In the data that follows, every line containing the word "ornate" should be returned.

:: Records shown ::
<<<<

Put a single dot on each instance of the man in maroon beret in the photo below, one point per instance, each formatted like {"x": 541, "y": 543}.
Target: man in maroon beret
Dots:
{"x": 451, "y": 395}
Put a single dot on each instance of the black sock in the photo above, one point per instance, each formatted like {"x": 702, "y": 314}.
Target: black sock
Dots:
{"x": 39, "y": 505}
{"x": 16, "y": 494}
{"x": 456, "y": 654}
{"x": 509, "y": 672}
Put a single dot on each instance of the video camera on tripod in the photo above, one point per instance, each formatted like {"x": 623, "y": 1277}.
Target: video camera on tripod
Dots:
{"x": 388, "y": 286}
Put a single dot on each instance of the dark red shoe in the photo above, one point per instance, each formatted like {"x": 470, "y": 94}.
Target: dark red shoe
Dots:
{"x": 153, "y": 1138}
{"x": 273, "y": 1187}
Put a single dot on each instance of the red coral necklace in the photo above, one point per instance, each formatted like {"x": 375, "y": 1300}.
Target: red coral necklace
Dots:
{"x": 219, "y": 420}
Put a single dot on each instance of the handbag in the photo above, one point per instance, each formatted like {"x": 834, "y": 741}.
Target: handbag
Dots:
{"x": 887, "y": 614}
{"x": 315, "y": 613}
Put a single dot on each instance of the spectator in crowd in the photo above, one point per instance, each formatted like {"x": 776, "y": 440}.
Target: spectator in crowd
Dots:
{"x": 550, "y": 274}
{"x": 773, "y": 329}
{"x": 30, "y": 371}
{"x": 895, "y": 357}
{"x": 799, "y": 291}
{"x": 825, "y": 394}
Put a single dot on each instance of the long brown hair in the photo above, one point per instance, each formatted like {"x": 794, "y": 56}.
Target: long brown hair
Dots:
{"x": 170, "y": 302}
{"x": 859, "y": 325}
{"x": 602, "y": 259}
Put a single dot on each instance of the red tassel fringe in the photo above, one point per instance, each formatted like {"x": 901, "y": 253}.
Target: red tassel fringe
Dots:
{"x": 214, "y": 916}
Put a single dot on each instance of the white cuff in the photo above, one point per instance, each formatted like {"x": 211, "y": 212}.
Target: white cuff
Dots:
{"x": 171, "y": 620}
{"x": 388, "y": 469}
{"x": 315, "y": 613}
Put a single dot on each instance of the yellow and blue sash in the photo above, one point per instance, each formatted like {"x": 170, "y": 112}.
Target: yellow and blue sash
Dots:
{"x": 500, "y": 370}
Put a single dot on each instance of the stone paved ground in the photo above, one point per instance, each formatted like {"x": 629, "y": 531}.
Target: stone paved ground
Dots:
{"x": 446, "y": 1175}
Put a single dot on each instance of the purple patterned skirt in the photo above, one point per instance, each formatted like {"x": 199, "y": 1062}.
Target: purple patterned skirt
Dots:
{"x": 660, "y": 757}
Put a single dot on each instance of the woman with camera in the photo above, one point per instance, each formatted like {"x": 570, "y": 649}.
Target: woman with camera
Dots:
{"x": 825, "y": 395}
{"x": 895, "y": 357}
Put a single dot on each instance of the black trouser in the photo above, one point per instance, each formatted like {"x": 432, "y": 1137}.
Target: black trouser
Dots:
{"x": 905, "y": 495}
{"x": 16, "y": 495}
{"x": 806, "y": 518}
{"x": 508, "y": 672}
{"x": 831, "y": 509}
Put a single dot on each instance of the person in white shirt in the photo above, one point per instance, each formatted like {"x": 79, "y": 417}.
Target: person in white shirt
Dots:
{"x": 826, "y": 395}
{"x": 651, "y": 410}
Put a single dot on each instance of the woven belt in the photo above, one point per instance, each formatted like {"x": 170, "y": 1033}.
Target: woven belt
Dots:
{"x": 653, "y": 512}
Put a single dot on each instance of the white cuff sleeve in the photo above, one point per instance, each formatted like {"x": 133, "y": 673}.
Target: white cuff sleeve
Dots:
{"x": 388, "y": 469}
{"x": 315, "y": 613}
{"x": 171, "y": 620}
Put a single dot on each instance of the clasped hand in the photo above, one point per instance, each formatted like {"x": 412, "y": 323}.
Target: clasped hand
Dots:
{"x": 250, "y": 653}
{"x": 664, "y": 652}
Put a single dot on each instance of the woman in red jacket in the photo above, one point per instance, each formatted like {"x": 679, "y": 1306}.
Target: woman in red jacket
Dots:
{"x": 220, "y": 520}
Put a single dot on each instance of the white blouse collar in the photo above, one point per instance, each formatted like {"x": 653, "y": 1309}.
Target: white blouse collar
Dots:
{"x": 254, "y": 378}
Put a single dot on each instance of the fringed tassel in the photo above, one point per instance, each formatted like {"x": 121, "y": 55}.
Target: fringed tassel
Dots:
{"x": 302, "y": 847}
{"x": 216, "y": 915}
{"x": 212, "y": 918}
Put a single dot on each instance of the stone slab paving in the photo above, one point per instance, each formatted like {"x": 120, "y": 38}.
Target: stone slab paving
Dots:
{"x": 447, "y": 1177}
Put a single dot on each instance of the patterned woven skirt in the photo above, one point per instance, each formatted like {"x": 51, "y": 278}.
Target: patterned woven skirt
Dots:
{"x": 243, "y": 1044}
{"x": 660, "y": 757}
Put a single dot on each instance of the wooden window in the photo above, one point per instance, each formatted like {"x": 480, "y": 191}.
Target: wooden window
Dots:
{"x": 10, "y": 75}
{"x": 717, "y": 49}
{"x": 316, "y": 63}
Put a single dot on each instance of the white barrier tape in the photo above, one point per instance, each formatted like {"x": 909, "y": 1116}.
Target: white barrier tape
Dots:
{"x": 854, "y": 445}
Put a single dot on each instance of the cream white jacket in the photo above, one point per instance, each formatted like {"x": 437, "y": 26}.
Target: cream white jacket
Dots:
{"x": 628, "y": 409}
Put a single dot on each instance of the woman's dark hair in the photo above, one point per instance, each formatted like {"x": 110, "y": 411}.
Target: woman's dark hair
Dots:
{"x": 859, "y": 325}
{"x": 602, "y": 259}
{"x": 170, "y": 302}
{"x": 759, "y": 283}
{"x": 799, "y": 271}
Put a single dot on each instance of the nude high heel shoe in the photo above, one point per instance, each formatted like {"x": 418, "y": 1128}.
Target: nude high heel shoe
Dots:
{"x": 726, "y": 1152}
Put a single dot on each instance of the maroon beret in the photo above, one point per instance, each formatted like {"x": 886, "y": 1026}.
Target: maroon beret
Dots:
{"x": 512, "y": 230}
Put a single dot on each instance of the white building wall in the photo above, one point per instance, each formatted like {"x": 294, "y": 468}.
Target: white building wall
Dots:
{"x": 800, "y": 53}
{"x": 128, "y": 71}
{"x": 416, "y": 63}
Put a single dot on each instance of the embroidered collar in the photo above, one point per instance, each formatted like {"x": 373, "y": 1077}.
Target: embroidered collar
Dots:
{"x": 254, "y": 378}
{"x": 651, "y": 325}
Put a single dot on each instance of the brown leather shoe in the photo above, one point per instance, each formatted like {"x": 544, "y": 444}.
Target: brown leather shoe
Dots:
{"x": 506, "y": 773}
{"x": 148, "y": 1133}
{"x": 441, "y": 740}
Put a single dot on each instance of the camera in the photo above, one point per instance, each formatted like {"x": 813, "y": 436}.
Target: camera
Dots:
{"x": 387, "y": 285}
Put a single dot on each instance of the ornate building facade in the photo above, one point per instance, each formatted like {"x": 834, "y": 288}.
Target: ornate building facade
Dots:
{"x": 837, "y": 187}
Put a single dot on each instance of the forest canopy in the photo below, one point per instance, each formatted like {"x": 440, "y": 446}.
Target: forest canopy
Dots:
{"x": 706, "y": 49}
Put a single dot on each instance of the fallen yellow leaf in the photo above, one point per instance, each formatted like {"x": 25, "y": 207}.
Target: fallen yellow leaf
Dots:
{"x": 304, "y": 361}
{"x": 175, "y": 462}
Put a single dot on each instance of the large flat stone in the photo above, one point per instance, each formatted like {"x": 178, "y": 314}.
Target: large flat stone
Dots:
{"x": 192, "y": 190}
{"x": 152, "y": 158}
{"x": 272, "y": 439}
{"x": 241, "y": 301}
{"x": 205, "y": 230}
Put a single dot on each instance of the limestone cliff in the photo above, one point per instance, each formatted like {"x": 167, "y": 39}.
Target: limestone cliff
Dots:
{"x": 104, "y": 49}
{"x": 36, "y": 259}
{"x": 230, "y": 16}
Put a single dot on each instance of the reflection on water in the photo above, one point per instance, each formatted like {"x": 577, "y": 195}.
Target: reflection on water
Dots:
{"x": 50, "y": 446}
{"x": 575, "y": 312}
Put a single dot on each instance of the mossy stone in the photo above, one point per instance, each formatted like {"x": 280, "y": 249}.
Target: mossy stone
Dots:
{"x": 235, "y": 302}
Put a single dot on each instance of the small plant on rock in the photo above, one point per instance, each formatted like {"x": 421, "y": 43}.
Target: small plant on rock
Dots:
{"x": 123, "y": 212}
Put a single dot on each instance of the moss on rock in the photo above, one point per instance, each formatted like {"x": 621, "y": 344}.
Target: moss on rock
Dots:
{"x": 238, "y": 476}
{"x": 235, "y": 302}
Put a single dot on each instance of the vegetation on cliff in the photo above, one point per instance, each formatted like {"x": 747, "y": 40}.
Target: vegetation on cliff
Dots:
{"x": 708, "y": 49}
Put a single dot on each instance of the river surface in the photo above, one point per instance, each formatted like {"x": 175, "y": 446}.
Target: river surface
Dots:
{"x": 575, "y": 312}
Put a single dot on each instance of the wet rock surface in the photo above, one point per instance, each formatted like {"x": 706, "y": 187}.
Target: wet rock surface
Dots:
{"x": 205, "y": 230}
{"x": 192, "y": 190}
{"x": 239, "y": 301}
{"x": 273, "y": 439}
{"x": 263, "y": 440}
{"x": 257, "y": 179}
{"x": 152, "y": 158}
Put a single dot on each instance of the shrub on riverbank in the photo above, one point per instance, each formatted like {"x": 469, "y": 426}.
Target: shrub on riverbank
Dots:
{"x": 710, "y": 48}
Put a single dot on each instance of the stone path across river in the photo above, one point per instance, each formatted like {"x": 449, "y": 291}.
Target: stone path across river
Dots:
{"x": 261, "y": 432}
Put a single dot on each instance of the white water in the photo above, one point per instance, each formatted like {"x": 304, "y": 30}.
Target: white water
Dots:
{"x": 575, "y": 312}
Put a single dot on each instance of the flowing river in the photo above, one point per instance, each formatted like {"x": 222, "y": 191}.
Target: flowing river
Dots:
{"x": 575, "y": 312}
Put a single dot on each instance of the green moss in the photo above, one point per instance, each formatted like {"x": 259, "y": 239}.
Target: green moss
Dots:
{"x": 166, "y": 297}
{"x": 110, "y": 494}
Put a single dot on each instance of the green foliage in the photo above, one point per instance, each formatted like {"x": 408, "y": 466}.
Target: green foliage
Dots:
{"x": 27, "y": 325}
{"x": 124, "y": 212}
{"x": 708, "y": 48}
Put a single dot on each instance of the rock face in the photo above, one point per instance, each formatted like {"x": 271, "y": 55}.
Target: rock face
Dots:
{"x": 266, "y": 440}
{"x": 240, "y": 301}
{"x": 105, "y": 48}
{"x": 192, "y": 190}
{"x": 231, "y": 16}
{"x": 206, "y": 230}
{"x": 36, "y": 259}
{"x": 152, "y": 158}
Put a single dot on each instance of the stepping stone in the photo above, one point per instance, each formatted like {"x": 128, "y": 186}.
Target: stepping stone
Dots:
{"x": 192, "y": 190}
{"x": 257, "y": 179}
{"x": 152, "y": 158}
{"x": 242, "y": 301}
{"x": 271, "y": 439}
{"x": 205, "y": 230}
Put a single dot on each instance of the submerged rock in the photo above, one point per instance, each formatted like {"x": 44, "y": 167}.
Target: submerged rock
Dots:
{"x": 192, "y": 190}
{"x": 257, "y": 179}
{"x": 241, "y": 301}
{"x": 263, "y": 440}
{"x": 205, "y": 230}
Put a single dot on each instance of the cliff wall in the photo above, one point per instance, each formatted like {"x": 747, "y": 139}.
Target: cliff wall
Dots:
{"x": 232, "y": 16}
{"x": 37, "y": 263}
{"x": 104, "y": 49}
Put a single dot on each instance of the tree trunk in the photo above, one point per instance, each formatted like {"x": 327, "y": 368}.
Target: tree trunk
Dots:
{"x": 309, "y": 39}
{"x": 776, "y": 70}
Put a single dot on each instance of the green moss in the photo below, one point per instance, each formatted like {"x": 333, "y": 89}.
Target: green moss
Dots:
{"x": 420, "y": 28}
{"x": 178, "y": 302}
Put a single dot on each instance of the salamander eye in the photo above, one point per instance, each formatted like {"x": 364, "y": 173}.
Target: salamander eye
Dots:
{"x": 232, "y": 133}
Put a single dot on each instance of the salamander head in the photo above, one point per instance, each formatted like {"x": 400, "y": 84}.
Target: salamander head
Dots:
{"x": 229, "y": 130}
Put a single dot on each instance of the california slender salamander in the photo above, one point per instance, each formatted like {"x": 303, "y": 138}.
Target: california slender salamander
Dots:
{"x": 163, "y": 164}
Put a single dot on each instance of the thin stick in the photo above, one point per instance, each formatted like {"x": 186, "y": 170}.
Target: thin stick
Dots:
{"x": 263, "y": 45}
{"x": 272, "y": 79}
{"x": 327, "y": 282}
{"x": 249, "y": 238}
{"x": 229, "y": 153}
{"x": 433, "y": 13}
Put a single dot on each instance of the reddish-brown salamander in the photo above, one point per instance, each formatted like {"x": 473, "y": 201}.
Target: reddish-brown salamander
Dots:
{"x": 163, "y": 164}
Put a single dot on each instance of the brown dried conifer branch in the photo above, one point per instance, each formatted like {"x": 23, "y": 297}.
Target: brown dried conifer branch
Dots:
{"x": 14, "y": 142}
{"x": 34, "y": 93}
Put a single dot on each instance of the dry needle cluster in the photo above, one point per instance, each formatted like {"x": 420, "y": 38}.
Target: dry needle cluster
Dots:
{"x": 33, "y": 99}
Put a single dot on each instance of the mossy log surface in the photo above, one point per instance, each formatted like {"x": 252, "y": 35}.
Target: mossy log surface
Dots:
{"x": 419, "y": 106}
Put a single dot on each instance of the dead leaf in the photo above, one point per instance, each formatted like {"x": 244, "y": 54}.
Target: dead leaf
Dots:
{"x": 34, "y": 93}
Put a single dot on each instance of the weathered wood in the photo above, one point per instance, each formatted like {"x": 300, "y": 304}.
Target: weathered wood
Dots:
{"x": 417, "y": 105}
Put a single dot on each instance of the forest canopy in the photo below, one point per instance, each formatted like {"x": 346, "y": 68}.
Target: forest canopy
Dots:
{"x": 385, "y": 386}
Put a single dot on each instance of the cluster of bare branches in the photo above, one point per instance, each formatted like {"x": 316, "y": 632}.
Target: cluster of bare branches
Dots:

>>>>

:: Reply ::
Put a single dot on each instance of the ornate building facade in the photo above, one point per instance, each formatted like {"x": 834, "y": 288}.
Target: ornate building facade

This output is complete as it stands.